◆ TESTO ◆

* * * * *

26 maggio 2024 santissima Trinità

Ecco, io sono con voi tutti i giorni fino alla fine del mondo

Si è  concluso con la Pentecoste, settimana scorsa, il tempo di Pasqua.  E oggi siamo nel tempo ordinario. Ma in questo tempo ordinario ci sono alcune feste, e una è quella che festeggiamo oggi: la solennità della santissima Trinità.

Voi sapete che il nostro Dio è uno e trino: Padre, Figlio e Spirito Santo. Ora non siamo qui per iniziare una lezione di teologia  che ci faccia capire cosa sia la Trinità. Del resto noi facciamo per un anno intero dei corsi sulla Trinità.  Ma oggi ci interessa quello che ci rivelano le letture che abbiamo sentito.

La prima lettura ci dice che il nostro Dio è un Dio fedele; un Dio che c’è sempre stato per noi. “Mose parla al popolo dicendo: Dal giorno in cui Dio creò l’uomo sulla terra, vi fu mai cosa grande come questa? Che cioè  un popolo abbia udito la voce di Dio parlare dal fuoco, come l’hai udita tu?”.

* * * * *

◆ ESERCIZIO SCRITTO A ◆
Puoi ripetere parola per parola le righe dei record, cominciando da quella che contiene "of the tire" e fermandoti dopo quella che contiene "pixel 96 46", entrambe incluse?
Il testo e i record non hanno alcun legame tra loro.

* * * * *

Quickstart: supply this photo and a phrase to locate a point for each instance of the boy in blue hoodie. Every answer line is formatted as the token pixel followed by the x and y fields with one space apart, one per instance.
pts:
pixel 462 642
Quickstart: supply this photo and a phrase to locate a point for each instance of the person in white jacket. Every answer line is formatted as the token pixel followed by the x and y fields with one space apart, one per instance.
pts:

* * * * *

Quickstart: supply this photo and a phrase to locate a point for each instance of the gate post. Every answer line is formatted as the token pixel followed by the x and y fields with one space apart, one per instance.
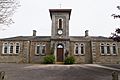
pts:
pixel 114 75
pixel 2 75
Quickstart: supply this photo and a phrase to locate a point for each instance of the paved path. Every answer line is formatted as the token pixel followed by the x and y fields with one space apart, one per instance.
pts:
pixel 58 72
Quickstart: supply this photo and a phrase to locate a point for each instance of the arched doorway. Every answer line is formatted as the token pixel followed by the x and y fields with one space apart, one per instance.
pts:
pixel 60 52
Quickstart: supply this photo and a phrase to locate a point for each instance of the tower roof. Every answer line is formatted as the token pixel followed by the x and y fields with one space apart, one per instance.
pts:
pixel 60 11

* * * * *

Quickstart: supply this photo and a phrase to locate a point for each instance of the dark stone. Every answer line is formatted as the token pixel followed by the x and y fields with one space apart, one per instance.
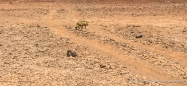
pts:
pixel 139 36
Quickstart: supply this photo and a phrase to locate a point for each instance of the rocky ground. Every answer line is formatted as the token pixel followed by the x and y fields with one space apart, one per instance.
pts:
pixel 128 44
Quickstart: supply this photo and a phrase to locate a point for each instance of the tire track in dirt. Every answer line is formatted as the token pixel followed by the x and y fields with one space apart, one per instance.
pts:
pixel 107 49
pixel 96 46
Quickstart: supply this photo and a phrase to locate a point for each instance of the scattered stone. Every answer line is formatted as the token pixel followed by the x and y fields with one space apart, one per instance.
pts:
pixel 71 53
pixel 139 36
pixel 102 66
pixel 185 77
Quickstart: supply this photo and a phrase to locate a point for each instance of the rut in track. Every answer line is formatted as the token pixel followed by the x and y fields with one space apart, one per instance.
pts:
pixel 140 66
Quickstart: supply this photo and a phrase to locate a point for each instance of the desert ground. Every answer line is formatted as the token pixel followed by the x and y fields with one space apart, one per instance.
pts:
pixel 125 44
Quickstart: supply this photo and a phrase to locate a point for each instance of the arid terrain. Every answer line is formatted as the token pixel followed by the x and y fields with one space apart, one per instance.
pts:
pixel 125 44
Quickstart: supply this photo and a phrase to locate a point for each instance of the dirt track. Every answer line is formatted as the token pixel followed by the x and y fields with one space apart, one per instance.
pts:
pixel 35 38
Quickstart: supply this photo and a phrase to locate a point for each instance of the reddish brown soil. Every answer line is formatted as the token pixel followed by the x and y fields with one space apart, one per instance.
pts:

* * * * *

◆ ESERCIZIO SCRITTO B ◆
Puoi ricopiare per intero e senza alcuna modifica il testo sulla santissima Trinità?

◆ RISPOSTA CORRETTA A ◆
Quickstart: supply this photo and a phrase to locate a point for each instance of the tire track in dirt. Every answer line is formatted as the token pixel followed by the x and y fields with one space apart, one per instance.
pts:
pixel 107 49
pixel 96 46

◆ RISPOSTA CORRETTA B ◆
26 maggio 2024 santissima Trinità

Ecco, io sono con voi tutti i giorni fino alla fine del mondo

Si è  concluso con la Pentecoste, settimana scorsa, il tempo di Pasqua.  E oggi siamo nel tempo ordinario. Ma in questo tempo ordinario ci sono alcune feste, e una è quella che festeggiamo oggi: la solennità della santissima Trinità.

Voi sapete che il nostro Dio è uno e trino: Padre, Figlio e Spirito Santo. Ora non siamo qui per iniziare una lezione di teologia  che ci faccia capire cosa sia la Trinità. Del resto noi facciamo per un anno intero dei corsi sulla Trinità.  Ma oggi ci interessa quello che ci rivelano le letture che abbiamo sentito.

La prima lettura ci dice che il nostro Dio è un Dio fedele; un Dio che c’è sempre stato per noi. “Mose parla al popolo dicendo: Dal giorno in cui Dio creò l’uomo sulla terra, vi fu mai cosa grande come questa? Che cioè  un popolo abbia udito la voce di Dio parlare dal fuoco, come l’hai udita tu?”.